• **Directions for this task**: Each entry has to be printed again exactly.

• **Records to use**:
****************************************
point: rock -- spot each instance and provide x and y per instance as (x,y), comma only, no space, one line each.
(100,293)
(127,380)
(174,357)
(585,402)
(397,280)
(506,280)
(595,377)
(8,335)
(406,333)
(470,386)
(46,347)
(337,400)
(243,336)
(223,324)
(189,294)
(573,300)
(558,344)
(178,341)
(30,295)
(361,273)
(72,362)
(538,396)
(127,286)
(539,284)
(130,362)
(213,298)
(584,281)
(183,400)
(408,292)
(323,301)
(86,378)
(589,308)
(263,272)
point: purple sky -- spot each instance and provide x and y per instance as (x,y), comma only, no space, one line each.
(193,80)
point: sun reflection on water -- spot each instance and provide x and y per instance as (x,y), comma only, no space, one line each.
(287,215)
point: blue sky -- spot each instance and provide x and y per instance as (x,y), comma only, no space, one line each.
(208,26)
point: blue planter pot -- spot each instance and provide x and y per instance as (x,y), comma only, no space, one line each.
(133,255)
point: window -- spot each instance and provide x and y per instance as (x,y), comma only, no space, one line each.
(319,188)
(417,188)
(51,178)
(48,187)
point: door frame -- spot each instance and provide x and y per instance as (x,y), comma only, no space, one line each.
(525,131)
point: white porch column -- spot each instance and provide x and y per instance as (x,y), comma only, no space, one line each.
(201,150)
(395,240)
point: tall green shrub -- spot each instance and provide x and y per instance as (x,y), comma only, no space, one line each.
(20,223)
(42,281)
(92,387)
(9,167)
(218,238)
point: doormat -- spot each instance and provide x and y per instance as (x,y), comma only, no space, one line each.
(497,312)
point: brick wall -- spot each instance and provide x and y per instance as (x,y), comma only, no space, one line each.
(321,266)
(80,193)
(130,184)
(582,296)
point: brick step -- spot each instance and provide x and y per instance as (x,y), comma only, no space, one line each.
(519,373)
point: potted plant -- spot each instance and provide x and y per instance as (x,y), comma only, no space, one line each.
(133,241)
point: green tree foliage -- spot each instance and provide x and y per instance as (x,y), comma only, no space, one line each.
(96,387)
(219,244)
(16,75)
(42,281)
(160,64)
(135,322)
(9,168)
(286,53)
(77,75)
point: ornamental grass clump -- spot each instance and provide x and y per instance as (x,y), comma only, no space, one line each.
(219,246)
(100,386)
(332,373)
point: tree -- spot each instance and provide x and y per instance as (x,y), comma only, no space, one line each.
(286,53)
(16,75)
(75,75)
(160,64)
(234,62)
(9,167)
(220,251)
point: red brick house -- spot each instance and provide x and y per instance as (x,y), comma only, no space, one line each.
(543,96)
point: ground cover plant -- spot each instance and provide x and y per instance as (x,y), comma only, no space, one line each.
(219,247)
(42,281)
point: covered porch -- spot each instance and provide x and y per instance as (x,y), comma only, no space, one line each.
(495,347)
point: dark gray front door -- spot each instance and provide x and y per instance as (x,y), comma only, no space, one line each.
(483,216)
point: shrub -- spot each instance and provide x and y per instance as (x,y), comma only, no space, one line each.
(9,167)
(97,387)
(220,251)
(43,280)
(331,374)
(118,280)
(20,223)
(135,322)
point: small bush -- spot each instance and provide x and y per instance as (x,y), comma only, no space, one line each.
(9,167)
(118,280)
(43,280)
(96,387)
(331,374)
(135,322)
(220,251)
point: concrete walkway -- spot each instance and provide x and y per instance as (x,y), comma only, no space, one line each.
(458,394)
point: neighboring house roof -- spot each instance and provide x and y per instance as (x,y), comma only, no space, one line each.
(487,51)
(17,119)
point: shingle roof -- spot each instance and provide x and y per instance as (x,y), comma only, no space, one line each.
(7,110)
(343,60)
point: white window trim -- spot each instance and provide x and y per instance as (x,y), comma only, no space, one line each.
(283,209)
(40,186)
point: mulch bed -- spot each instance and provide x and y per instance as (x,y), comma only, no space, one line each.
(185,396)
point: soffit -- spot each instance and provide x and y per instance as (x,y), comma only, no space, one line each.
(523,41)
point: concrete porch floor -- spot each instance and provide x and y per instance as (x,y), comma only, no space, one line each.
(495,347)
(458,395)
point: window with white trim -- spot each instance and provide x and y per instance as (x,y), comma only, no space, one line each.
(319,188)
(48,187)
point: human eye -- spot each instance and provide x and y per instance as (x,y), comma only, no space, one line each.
****************************************
• **Solution to the problem**:
point: rock -- spot each instance and provide x and y per instance as (x,y), comma only, no space, one line each.
(100,293)
(127,380)
(174,357)
(585,402)
(397,280)
(506,280)
(595,377)
(8,335)
(406,333)
(470,386)
(46,347)
(337,400)
(243,336)
(223,324)
(189,294)
(573,300)
(558,344)
(178,341)
(30,295)
(361,273)
(72,362)
(538,396)
(127,286)
(539,284)
(130,362)
(213,298)
(584,281)
(183,400)
(408,292)
(323,301)
(86,378)
(589,308)
(263,272)
point: purple sky -- spot each instance and provide x and y per instance as (x,y), comma only, no space, one line each.
(193,80)
point: sun reflection on water -- spot each instance and provide x and y per instance as (x,y), comma only, no space, one line each.
(287,215)
point: blue sky -- spot each instance and provide x and y per instance as (x,y), comma only, no space, one line each.
(208,26)
point: blue planter pot -- spot each instance and provide x and y per instance as (x,y), comma only, no space, one line each.
(133,255)
point: window -- spot each instance and provide x and y per instance as (x,y), comma only, no space, one line each.
(319,188)
(417,188)
(51,178)
(48,187)
point: door frame -- spot each instance and provide x and y per instance as (x,y), comma only, no space, one line each.
(525,131)
point: white porch column -- spot each instance and provide x and y per instance as (x,y), comma only, no space, one line each.
(201,150)
(395,240)
point: tall green shrub -- spot each instance and provide x and y per instance as (x,y), comma only, no space, one line each.
(20,223)
(42,281)
(92,387)
(9,167)
(218,238)
point: doormat -- spot each instance and provide x and y per instance as (x,y), comma only, no space, one line each.
(497,312)
point: brick wall -- spot each instance and provide x and y per instance as (x,y), comma only, no space, one line each.
(321,266)
(80,193)
(130,184)
(582,296)
point: brick step -- spot each instance and provide x and y per instance as (x,y), comma only, no space, one line each.
(519,373)
point: potted plant -- spot each instance and provide x and y per instance as (x,y), comma only, no space, one line each.
(133,241)
point: green tree foliage -- spot each instance and provide x and y per instance as (x,y), comma only, no space, one line each.
(96,387)
(219,244)
(16,75)
(42,281)
(160,64)
(135,322)
(9,168)
(286,53)
(77,75)
point: ornamental grass clump -- spot each instance and provide x and y per instance as (x,y), comma only, no space, one line each.
(219,246)
(100,386)
(332,373)
point: tree -- spot each instance and provide x and y per instance as (x,y), comma only, no space, one line each.
(286,53)
(16,75)
(75,75)
(160,64)
(234,62)
(9,167)
(220,251)
point: red brick house -- spot each instance and provide x and y per instance as (x,y), comma only, no space, one line each.
(543,96)
point: ground cover plant -- spot each instance and provide x and y per instance as (x,y), comma only, no space, one line each.
(219,247)
(42,281)
point: covered porch -- spot each instance and provide x and y per instance as (x,y), comma only, no space, one line each.
(495,347)
point: dark gray front door -- spot each instance and provide x and y per instance as (x,y), comma only, no space, one line each.
(483,216)
point: shrub -- spot each instance and provide x and y per instance as (x,y), comma only, no space, one line each.
(9,167)
(97,387)
(220,251)
(43,280)
(331,374)
(118,280)
(20,223)
(135,322)
point: small bush -- spot each instance and provide x and y per instance as (x,y), comma only, no space, one line each.
(9,167)
(118,280)
(43,280)
(96,387)
(331,374)
(135,322)
(220,251)
point: concrete walkway -- spot each instance and provide x and y per instance as (x,y), comma only, no space, one line each.
(458,394)
point: neighboring house roof -- spot each instance and provide x and y per instance as (x,y), comma only, no space, one line each.
(487,51)
(17,119)
point: shingle roof -- spot each instance and provide x and y per instance as (x,y), comma only, no space, one line each.
(7,110)
(343,60)
point: white window trim -- spot each instance and provide x and y per instance as (x,y), comma only, no space, one line each.
(283,209)
(40,186)
point: mulch bed -- spot each instance and provide x and y per instance as (x,y), comma only, no space, one line each.
(185,396)
point: soffit -- spot each instance and provide x and y per instance as (x,y), comma only, no space, one line each.
(523,41)
point: concrete porch floor -- spot each instance and provide x and y per instance as (x,y), comma only, no space, one line each.
(495,347)
(458,395)
point: window with white trim -- spot each instance and provide x and y per instance as (x,y), comma only, no space, one line each.
(319,188)
(48,187)
point: human eye -- spot each instance and provide x and y per instance as (x,y), comma only, no space, one line each.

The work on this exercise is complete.